== EXCERPT PROVIDED ==
Begin
The original recipe and technique comes from this Martha Stewart video. There’s some wiggle room on the sweetener here: I replaced the molasses with a combination of honey, brown sugar, and granulated sugar in various configurations. The more honey you use, the easier the dough will be to mix and roll. But honey is expensive, and the flavor is pretty strong in the finished cookies, so it can also be replaced with corn syrup, or foregone altogether in favor of dry sugars and upper body strength.

Yields: A fuckton. Depends on the size of your cookie cutters. Somewhere in the neighborhood of eighty inch-wide circles?

Ingredients:

2 ½ cups flour, divided into ½ cup and 2 cups
Extra flour for dusting
1 tsp baking soda
1 tsp kosher salt (yes, it needs to be kosher)
1 ¼ cup sweetener—my preferred proportion is 2/3 cup honey, 1/3 cup brown sugar, ¼ cup white sugar, but you do you
Fresh ginger (about 2 inches of fresh ginger root)
1 tbsp lemon zest (approx. 1 lemon)
End
== LISTING ==
Begin
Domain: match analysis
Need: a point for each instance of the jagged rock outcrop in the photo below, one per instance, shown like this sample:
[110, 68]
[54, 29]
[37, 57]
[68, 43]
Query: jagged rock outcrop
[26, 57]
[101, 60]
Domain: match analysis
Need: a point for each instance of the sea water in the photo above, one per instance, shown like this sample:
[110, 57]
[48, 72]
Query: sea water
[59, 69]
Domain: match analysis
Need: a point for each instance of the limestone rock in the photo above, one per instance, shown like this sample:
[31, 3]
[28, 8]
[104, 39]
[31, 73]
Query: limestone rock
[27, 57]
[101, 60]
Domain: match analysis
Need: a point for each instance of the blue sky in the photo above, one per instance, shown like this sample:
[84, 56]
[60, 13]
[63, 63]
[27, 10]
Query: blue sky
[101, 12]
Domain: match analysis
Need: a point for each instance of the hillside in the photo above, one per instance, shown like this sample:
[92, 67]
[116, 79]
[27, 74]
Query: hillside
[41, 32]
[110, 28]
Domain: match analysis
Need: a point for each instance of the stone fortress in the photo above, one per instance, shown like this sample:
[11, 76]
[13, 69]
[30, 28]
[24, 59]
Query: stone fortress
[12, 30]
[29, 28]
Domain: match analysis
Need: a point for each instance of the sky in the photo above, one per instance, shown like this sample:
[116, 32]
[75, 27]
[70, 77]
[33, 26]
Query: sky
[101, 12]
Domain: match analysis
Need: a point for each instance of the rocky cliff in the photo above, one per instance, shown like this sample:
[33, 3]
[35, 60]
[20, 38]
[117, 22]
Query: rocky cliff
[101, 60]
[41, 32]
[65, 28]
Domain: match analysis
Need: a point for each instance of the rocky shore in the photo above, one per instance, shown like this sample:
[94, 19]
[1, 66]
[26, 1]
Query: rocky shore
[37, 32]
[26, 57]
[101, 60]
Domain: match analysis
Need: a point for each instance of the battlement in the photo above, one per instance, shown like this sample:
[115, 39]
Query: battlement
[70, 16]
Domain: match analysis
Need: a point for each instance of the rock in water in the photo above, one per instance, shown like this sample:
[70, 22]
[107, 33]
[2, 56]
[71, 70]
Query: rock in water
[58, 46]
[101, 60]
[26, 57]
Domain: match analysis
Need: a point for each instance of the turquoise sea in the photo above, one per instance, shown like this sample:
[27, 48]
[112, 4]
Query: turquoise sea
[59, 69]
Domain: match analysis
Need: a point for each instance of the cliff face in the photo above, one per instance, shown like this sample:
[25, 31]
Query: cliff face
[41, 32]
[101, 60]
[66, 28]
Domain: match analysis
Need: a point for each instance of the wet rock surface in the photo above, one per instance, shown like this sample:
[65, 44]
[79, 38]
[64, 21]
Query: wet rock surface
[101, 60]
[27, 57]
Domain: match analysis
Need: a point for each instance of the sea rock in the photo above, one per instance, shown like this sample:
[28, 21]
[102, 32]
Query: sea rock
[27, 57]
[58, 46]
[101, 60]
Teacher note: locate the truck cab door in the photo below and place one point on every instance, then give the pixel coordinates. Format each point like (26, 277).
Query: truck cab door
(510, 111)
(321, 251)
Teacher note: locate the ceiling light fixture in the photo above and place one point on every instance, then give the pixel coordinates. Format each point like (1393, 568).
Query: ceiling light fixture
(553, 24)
End
== REQUIREMENT ==
Continue the ginger cookie recipe from the point where it stops. The entries were taken from a different source than the ginger cookie recipe.

== WRITTEN RESPONSE ==
¼ cup butter
¼ cup shortening

(Note: in the header image, I have a chocolate-mint version mixed with the ginger-lemon, but that is still under development)

 Equipment:
At least one baking sheet, preferably 3
Parchment paper/silpat
Biscuit cutter/cookie cutter of your choosing
Rolling pin
Stand mixer/electric hand mixer
Mixing bowl
Microwave safe container
Scrapey spatula
Sifter
Zester/grater
Vegetable peeler or small knife
Cellophane

Put your butter and shortening together in the microwave for 30 seconds. Ignore until called for later. Grab the ginger, lemon, and zester. Peel the ginger, then break it down with the grater. How much ginger? This much ginger!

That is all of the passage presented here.